Segment Open
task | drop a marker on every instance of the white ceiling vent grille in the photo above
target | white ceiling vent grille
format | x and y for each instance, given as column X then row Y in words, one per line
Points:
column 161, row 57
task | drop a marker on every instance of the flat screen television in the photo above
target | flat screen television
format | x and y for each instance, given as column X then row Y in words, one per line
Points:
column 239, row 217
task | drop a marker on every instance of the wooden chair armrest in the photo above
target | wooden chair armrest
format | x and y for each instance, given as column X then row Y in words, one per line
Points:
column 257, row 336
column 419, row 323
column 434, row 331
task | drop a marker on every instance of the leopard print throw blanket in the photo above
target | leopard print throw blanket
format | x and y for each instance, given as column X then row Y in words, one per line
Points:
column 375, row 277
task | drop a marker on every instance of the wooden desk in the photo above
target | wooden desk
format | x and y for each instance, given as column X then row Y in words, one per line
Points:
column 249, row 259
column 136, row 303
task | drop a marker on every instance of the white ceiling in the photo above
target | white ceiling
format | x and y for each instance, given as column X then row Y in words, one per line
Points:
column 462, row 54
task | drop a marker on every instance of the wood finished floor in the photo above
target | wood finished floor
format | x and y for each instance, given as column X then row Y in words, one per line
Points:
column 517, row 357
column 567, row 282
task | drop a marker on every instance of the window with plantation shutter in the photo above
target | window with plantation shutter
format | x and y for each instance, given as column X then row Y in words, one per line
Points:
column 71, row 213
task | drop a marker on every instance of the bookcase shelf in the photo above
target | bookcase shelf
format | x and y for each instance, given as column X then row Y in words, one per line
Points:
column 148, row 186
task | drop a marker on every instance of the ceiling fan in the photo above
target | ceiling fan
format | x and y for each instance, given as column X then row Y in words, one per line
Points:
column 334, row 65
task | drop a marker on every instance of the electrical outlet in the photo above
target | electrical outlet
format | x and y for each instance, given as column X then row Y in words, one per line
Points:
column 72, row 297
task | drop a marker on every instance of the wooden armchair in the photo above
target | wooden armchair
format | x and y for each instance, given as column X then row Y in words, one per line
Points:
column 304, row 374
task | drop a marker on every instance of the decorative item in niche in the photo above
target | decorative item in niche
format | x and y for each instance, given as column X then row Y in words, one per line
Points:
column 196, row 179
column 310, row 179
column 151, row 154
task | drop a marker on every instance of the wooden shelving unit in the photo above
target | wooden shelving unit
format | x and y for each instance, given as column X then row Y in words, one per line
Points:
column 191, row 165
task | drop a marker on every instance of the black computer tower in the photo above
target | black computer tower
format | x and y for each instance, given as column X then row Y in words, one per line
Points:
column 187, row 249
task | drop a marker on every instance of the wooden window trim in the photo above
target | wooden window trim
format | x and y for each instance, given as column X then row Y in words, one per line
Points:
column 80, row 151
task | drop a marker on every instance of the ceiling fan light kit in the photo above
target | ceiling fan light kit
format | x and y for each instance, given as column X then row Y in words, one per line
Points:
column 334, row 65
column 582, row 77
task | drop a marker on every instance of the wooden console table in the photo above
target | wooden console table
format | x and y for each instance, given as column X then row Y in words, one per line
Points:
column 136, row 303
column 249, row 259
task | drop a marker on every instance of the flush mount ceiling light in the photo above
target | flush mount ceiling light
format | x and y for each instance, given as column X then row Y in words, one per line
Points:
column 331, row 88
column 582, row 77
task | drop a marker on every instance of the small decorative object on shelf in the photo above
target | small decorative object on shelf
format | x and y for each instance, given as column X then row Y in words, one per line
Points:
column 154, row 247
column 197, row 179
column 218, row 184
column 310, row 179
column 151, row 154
Segment Closed
ASSIGNED TASK: Output the number of lines above holding the word "mount", and nothing besides it.

ANSWER TO THIS PROBLEM: 2